What you should do:
In the essay excerpt about riding the bus in third grade, what is called the official missile of choice on the buses?
** START OF Article **
This is an excerpt from the essay I began this AM, which will also be folded into a book on the unlikely corners and corridors in life where we often find the most meaning, if we are astute enough, and brave enough, to look. The essay is called "He Who Vanquishes Warm Fuzzies and Cold Pricklies Sires Legend in the Writing Patch of Great Sincerity."

Riding the bus to school was a big deal for me in third grade. It was a different kind of deal for other kids. They had been turned loose out into the world—a world they thought was theirs, open, free, but, of course, controlled, monitored—again, to navigate relationships with friends, compete for power on the playground as the latest demigod of the kickball diamond, lob another benign bomb—perhaps with the premature erasure of a chalk-drawn hopscotch grid—in the war of girls vs. boys.

On the bus, objects went airborne. Lots of paper, crunched into balls, and heavy artillery like pencil stubs, the official missile of choice within those apricot-orange transporters of children, better known as buses, but mobile social worlds all the same.
** END OF Article **
** START OF Listed entries **
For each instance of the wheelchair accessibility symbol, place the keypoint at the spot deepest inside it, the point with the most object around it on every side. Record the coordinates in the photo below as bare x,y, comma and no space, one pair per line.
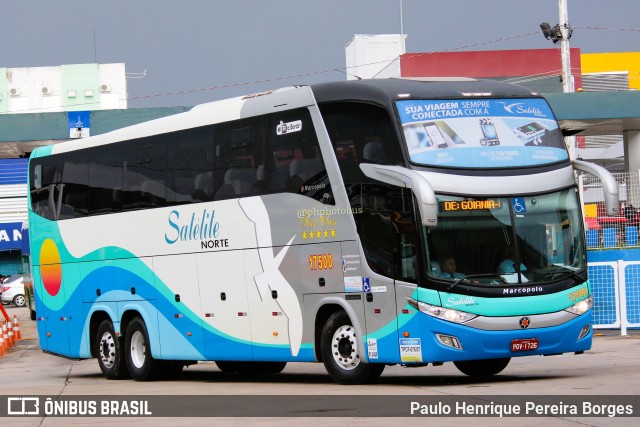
518,205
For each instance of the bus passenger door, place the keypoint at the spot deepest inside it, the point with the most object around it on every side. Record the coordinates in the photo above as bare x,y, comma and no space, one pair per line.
225,308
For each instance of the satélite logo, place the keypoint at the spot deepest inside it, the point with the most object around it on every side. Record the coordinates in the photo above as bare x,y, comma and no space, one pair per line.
521,108
284,128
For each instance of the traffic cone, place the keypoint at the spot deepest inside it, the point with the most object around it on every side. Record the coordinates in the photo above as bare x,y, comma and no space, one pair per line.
12,338
16,328
5,334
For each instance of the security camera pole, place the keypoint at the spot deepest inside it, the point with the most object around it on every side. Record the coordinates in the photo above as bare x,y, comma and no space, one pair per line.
561,33
565,30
** END OF Listed entries **
Result:
Pencil stubs.